### Try it
Please repeat, from the entries that follow, the lines from the one containing "930, row 542" through the one containing "781, row 601" exactly, adding nothing.

### Record set
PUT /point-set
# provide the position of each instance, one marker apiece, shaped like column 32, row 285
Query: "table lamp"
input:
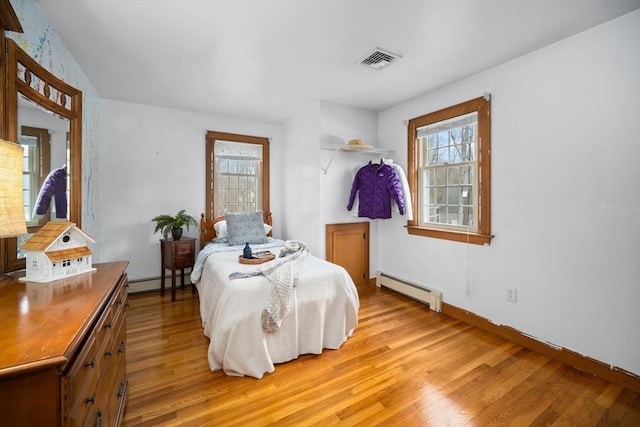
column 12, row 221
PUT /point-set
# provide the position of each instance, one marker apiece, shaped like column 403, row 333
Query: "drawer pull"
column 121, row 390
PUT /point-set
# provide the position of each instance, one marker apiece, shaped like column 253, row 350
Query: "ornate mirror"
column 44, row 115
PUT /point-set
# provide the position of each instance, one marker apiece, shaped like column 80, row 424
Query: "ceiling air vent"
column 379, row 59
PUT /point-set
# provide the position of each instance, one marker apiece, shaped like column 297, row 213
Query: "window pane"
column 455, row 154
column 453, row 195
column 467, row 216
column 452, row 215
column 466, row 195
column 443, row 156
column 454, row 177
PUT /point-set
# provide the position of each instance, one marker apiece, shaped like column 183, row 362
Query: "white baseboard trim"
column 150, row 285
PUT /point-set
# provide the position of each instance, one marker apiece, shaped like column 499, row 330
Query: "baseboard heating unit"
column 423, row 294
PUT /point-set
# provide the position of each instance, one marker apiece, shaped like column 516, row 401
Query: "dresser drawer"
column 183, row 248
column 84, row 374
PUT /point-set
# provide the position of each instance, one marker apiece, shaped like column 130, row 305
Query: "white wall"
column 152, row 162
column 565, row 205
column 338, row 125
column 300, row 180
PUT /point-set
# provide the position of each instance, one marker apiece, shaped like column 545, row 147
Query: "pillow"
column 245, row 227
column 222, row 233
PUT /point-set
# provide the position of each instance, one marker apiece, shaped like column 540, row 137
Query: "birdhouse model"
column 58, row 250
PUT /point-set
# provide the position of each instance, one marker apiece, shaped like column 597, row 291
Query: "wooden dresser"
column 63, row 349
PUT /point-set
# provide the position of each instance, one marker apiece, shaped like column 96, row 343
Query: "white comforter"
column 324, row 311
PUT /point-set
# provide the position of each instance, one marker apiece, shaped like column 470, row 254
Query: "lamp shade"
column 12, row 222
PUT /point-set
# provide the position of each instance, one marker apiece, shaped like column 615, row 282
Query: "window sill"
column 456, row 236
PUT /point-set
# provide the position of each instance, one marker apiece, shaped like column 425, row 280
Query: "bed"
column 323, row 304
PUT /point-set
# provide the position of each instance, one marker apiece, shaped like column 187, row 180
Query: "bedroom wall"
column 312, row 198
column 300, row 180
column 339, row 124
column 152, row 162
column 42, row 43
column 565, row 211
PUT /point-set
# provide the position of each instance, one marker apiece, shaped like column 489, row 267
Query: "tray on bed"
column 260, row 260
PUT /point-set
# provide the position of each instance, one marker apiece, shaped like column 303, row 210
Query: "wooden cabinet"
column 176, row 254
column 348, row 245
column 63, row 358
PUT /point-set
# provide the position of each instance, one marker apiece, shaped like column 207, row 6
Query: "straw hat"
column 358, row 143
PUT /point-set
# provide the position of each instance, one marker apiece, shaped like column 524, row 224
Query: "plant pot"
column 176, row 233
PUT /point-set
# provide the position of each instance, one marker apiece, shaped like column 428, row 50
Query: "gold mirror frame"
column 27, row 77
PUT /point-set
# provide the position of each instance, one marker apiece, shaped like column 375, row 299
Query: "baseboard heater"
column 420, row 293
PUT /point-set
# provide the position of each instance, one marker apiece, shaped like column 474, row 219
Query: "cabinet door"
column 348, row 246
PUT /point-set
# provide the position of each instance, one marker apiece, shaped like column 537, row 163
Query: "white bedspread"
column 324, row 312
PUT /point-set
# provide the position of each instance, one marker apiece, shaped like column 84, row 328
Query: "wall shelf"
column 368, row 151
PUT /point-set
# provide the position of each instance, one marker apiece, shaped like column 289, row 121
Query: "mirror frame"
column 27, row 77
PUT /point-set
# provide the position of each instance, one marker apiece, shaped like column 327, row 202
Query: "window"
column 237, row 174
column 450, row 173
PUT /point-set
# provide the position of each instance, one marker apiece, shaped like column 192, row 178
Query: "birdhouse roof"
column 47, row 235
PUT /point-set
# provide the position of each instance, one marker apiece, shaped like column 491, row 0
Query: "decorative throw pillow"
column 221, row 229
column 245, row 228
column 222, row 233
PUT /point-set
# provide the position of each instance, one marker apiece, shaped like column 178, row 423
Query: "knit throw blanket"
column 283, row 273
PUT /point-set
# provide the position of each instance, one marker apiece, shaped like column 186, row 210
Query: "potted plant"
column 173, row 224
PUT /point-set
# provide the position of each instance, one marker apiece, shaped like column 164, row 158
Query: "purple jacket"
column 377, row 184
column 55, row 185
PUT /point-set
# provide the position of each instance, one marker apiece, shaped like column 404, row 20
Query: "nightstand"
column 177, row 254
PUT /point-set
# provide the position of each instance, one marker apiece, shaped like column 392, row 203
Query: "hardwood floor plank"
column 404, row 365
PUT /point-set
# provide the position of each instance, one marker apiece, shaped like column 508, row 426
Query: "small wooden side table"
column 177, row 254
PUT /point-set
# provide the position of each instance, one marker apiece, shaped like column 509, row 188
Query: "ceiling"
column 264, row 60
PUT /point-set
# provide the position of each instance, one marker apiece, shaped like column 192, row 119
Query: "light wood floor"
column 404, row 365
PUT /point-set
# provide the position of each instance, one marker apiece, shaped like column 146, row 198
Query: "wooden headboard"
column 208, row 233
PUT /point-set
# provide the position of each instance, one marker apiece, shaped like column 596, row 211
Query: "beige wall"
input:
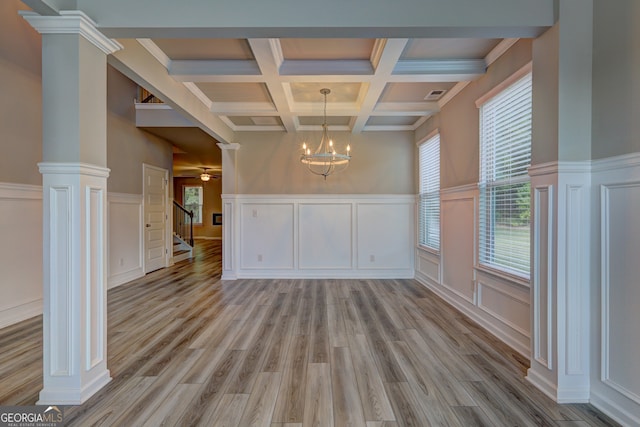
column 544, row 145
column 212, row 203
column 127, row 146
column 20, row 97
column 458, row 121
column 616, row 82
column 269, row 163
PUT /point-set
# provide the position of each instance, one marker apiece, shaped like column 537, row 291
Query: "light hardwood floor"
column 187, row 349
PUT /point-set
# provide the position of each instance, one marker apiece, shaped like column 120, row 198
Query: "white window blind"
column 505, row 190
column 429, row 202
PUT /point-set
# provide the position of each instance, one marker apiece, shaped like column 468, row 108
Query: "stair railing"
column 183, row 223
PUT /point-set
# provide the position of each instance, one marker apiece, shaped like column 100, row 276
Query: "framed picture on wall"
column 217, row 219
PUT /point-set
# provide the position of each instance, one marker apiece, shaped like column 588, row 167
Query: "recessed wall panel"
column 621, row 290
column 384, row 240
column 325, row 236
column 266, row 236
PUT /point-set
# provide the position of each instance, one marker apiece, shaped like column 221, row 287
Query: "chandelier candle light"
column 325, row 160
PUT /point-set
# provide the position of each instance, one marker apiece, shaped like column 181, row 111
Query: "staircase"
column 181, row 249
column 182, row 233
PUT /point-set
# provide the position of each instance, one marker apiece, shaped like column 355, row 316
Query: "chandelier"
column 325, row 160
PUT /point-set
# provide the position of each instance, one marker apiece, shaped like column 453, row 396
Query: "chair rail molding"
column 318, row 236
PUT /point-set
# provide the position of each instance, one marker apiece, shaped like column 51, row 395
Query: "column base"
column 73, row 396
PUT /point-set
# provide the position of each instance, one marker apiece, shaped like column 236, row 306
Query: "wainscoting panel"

==

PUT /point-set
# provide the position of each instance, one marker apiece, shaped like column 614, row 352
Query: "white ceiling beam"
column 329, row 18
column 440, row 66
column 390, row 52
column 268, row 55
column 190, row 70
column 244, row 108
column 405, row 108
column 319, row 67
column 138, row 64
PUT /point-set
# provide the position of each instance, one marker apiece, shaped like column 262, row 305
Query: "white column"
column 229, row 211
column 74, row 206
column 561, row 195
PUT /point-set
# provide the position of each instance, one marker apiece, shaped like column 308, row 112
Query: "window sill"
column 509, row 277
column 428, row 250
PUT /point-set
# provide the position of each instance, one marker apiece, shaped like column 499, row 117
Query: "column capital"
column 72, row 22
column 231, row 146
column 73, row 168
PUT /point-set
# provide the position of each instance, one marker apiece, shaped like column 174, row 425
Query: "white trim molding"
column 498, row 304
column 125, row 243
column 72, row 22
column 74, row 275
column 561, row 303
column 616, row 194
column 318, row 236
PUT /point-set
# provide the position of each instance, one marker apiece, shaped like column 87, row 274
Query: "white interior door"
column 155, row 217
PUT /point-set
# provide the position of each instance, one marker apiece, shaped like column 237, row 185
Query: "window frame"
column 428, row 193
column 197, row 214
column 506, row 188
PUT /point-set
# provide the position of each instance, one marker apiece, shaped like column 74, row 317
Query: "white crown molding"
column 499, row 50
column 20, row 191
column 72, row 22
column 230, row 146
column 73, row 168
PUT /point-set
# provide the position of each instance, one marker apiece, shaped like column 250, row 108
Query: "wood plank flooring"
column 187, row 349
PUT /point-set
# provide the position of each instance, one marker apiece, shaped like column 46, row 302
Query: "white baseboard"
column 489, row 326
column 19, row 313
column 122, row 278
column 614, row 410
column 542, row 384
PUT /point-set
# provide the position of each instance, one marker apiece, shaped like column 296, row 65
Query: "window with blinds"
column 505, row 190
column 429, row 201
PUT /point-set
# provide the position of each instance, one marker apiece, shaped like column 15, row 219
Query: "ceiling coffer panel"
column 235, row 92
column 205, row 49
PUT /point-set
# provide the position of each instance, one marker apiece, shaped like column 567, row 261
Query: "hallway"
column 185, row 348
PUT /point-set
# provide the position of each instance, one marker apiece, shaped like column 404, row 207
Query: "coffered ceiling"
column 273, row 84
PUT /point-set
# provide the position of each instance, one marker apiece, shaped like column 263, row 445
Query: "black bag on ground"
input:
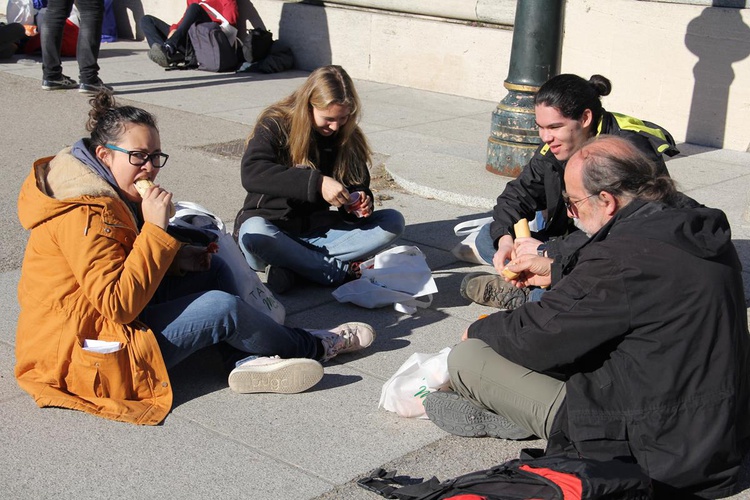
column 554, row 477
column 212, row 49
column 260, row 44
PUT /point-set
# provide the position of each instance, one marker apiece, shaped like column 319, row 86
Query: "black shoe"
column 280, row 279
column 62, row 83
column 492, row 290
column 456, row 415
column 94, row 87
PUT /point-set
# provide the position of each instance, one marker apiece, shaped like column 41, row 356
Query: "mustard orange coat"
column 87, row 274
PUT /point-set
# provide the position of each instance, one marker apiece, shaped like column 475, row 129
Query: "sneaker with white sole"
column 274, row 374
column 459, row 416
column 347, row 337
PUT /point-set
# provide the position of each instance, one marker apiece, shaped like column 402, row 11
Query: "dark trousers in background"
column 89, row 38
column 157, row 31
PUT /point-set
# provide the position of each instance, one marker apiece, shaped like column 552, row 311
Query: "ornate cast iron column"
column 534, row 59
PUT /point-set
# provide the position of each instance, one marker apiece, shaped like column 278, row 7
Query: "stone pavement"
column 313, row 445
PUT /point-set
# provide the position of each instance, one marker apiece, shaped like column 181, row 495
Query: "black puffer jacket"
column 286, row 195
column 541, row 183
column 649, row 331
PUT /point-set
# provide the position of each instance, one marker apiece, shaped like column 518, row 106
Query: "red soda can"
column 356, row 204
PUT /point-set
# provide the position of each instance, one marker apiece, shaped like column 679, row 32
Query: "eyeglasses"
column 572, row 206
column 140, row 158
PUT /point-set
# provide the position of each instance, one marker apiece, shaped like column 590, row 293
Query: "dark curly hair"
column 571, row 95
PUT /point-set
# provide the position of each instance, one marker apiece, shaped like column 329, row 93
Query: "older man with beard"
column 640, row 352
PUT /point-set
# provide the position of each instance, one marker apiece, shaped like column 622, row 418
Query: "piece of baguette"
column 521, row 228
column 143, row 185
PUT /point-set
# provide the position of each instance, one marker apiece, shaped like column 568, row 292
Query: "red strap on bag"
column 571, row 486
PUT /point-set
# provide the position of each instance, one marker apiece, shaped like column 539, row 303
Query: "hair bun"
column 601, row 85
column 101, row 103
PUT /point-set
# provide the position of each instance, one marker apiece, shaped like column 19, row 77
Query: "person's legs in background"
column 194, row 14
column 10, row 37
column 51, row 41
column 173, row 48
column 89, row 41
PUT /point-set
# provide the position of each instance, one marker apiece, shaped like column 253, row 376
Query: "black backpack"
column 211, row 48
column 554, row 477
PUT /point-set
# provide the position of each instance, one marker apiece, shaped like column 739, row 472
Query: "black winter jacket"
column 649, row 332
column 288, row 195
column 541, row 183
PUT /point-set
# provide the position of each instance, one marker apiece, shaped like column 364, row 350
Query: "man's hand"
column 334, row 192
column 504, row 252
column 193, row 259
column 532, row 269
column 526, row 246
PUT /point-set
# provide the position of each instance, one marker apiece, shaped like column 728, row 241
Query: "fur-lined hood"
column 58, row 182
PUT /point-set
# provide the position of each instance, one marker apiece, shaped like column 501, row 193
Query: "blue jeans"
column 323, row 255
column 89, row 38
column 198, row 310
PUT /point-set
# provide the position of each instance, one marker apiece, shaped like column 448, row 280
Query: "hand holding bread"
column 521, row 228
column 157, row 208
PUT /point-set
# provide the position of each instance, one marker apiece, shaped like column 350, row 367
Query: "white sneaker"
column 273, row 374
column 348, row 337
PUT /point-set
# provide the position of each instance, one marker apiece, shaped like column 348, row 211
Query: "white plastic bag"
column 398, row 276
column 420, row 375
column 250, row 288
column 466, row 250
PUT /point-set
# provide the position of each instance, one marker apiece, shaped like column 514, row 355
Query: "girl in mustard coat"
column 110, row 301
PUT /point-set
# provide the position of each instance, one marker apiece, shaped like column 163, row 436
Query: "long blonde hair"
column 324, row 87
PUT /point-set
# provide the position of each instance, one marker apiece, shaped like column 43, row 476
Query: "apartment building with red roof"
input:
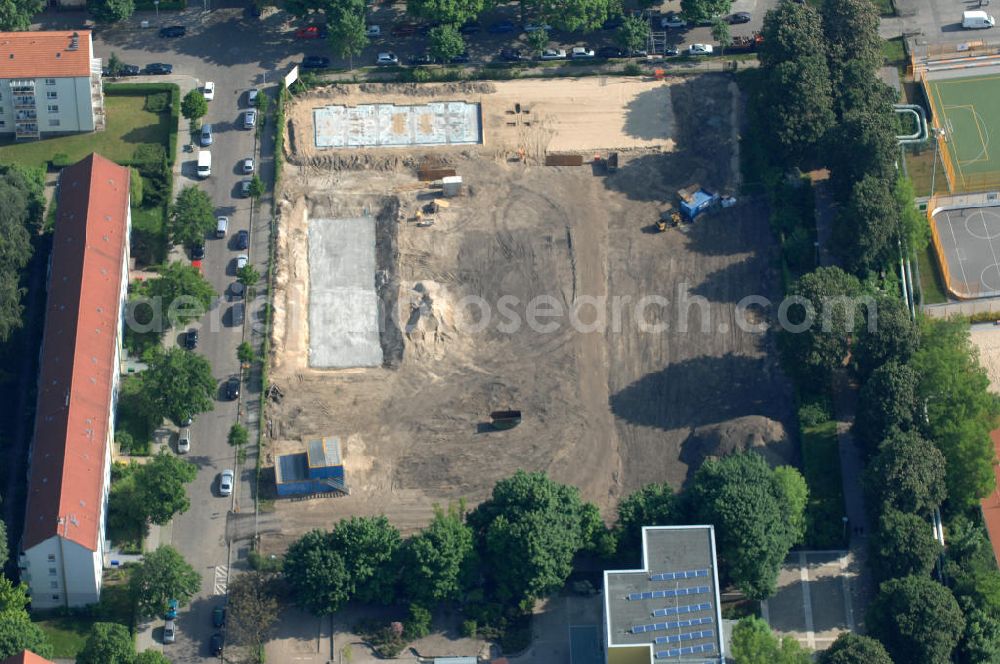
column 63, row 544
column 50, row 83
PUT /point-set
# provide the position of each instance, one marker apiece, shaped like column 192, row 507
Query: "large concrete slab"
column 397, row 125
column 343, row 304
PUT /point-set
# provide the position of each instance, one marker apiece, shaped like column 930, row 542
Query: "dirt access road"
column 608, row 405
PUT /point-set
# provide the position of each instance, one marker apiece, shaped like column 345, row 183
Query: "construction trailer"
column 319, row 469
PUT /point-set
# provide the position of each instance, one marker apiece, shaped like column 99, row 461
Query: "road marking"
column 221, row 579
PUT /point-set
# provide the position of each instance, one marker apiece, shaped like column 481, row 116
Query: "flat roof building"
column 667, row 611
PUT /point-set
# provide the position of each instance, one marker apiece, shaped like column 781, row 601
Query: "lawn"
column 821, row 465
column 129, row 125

### Expected answer
# provide the position of each instance, one marker apiece, shaped like column 930, row 542
Query: "dirt access road"
column 608, row 405
PUT /point-set
# provide the position of each instance, one marker apiece, shaped like column 345, row 183
Query: "construction trailer"
column 319, row 469
PUT /point-set
# provide the position of each instance, one marker apiece, shaped like column 99, row 461
Query: "road marking"
column 221, row 579
PUT /point-set
# provide the position of each instance, one marker apiece, shaped like column 481, row 116
Query: "flat roof building"
column 667, row 611
PUT /point-set
# provide the position of each instance, one marker apiece, shaped like column 781, row 601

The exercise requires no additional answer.